Stored rows:
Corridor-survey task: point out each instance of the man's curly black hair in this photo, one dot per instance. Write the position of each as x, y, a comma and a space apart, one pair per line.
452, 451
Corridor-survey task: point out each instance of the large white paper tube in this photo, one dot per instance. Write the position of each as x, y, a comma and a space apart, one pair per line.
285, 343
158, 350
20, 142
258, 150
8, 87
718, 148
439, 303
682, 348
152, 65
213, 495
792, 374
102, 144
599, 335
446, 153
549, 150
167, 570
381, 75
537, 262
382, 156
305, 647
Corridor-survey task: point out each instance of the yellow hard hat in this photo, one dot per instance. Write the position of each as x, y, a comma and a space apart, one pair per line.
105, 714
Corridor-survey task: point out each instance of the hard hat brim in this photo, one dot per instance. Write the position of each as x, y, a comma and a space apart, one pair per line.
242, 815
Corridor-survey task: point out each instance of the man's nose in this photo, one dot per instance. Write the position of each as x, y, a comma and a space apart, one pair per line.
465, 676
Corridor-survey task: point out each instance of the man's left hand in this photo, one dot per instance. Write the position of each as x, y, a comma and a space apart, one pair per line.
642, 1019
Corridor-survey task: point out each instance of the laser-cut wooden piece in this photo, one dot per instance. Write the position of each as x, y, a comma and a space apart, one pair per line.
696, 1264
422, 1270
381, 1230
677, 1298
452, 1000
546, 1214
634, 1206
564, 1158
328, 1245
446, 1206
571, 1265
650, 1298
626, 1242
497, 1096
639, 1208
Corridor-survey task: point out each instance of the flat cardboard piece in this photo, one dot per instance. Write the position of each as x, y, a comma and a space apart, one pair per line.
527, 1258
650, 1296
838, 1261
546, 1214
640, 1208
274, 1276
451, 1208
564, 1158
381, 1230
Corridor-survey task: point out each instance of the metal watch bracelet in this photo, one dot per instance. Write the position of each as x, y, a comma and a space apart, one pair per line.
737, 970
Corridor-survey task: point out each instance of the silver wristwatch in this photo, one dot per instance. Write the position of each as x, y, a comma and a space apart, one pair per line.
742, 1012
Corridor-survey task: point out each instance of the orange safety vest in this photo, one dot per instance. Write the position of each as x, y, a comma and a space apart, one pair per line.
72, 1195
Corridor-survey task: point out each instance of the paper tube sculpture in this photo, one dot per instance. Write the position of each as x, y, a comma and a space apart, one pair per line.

Task brief:
Rename "orange safety vest" to "high-visibility vest" in everything from the line containing "Corridor-survey task: point out each instance of the orange" down to the end of the entries, and give those lines back with nothing else changed.

Exercise output:
Corridor-survey task: point out each instance of the high-visibility vest in this photo, one dot per instance. Write the position of each as x, y, a comma and a space apart, one pair per line.
72, 1195
Corridor-survey task: point out each instance of the paper tube sculpture in this photo, one dot per instance. Write the position of each as x, y, a comma and a space apart, one pair per line.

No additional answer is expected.